══ Dados da tarefa ══

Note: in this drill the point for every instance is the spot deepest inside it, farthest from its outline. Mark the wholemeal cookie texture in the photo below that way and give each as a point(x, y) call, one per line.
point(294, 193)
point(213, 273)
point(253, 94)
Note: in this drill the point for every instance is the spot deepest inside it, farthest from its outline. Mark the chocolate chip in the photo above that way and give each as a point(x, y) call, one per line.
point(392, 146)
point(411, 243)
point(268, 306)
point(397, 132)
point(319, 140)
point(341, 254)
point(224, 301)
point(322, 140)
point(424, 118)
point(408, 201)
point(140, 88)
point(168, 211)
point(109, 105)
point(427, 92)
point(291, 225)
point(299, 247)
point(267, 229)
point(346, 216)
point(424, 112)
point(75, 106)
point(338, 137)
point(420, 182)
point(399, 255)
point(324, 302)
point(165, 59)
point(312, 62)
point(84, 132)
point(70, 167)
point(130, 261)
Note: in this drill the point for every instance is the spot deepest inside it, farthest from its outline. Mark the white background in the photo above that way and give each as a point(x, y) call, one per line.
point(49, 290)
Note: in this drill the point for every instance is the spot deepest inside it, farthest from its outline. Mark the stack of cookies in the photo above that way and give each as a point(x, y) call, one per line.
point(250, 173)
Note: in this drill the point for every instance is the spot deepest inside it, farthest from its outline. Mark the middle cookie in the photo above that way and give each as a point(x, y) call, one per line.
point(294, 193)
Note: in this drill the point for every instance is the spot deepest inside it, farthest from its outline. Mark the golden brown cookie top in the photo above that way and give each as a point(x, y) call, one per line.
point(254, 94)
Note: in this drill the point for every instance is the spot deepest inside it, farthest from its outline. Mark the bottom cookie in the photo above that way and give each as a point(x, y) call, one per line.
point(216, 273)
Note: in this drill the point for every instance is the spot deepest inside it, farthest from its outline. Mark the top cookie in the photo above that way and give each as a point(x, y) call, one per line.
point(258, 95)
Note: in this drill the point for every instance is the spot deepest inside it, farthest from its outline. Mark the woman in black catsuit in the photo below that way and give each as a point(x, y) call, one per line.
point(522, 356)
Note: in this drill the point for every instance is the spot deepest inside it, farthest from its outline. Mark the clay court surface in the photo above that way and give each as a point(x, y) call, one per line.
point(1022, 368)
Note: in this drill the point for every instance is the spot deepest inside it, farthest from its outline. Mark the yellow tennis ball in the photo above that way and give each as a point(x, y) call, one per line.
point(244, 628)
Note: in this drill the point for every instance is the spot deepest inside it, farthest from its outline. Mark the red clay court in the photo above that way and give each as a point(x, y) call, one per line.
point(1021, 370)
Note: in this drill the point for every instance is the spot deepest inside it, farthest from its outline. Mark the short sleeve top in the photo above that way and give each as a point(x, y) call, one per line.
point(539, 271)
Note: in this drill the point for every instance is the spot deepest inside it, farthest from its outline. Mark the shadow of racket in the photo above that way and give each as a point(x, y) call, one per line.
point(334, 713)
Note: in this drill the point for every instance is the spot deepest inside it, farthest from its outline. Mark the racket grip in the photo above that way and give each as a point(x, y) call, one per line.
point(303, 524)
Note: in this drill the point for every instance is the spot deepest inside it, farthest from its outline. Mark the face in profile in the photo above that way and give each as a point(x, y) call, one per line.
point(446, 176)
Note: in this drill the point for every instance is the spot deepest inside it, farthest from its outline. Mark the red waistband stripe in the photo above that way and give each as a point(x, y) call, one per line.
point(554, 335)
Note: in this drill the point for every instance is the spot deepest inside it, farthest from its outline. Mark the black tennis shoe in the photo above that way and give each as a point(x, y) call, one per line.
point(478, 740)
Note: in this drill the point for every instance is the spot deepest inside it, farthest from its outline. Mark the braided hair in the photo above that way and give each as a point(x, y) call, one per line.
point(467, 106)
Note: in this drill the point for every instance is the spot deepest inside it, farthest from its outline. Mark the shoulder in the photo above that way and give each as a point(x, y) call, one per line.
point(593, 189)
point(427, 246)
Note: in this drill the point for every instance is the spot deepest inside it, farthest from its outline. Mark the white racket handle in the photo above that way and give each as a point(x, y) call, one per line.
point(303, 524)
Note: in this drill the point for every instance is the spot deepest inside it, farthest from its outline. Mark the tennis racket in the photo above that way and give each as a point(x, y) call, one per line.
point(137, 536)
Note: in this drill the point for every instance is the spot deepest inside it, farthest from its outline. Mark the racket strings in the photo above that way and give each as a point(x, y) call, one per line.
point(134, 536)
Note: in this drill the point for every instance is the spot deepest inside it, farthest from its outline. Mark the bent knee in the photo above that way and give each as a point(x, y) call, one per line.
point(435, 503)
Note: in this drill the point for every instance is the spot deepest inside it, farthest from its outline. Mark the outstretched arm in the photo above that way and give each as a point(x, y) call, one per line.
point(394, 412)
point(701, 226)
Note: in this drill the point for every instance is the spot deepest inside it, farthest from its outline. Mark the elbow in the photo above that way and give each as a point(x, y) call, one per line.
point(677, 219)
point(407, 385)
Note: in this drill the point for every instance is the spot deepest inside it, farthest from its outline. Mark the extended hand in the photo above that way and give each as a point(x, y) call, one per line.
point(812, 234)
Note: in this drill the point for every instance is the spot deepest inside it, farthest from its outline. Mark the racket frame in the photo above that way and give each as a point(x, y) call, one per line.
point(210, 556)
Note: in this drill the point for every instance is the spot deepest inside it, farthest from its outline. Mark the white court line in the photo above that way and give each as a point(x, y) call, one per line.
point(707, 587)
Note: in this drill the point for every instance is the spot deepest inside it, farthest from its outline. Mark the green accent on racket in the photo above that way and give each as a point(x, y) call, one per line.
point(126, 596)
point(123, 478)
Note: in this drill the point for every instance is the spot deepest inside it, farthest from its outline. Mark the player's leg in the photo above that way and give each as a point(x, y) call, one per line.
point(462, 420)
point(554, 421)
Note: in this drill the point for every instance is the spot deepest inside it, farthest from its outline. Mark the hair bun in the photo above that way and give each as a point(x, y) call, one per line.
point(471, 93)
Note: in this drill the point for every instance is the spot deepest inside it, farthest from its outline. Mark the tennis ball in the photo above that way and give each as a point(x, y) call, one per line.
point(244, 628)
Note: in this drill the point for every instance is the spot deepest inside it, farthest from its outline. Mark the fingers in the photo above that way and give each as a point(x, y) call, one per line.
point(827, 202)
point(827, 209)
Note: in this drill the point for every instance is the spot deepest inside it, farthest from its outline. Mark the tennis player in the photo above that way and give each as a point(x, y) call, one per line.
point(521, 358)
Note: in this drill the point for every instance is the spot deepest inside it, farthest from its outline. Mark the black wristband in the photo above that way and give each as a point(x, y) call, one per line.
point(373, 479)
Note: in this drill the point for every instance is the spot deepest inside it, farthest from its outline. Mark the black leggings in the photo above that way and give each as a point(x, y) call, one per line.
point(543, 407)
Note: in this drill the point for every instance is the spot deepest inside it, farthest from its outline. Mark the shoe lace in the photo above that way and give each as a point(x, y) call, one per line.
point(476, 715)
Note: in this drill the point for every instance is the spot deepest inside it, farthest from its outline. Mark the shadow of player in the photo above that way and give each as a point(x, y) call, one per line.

═══

Tarefa
Edite as linhas do material trocando "drill" por "exercise" e deixando todo o resto igual. Comece no início do material e pare depois da linha que contém "point(250, 173)".

Resposta correta
Note: in this exercise the point for every instance is the spot deepest inside it, farthest from its outline. Mark the wholemeal cookie texture in the photo below that way and give each as a point(x, y) call, one per line.
point(294, 193)
point(213, 273)
point(253, 94)
Note: in this exercise the point for every instance is the spot deepest inside it, farthest from its outline. Mark the chocolate chip in the photo above that way and give each as a point(x, y) call, one per line.
point(392, 146)
point(411, 243)
point(268, 306)
point(397, 132)
point(319, 140)
point(341, 254)
point(224, 301)
point(322, 140)
point(424, 118)
point(408, 201)
point(140, 88)
point(168, 211)
point(109, 105)
point(427, 92)
point(291, 225)
point(299, 247)
point(267, 229)
point(346, 216)
point(424, 112)
point(75, 106)
point(338, 137)
point(420, 182)
point(399, 255)
point(324, 302)
point(165, 59)
point(312, 62)
point(84, 132)
point(70, 167)
point(130, 261)
Note: in this exercise the point for every instance is the spot deepest inside it, farthest from its outline. Mark the white background in the photo above that way and give each as a point(x, y) call, one per line.
point(49, 290)
Note: in this exercise the point for every instance is the spot deepest inside it, farthest from its outline. Mark the stack of cookies in the photo above that way and give each as a point(x, y) call, one per line.
point(250, 173)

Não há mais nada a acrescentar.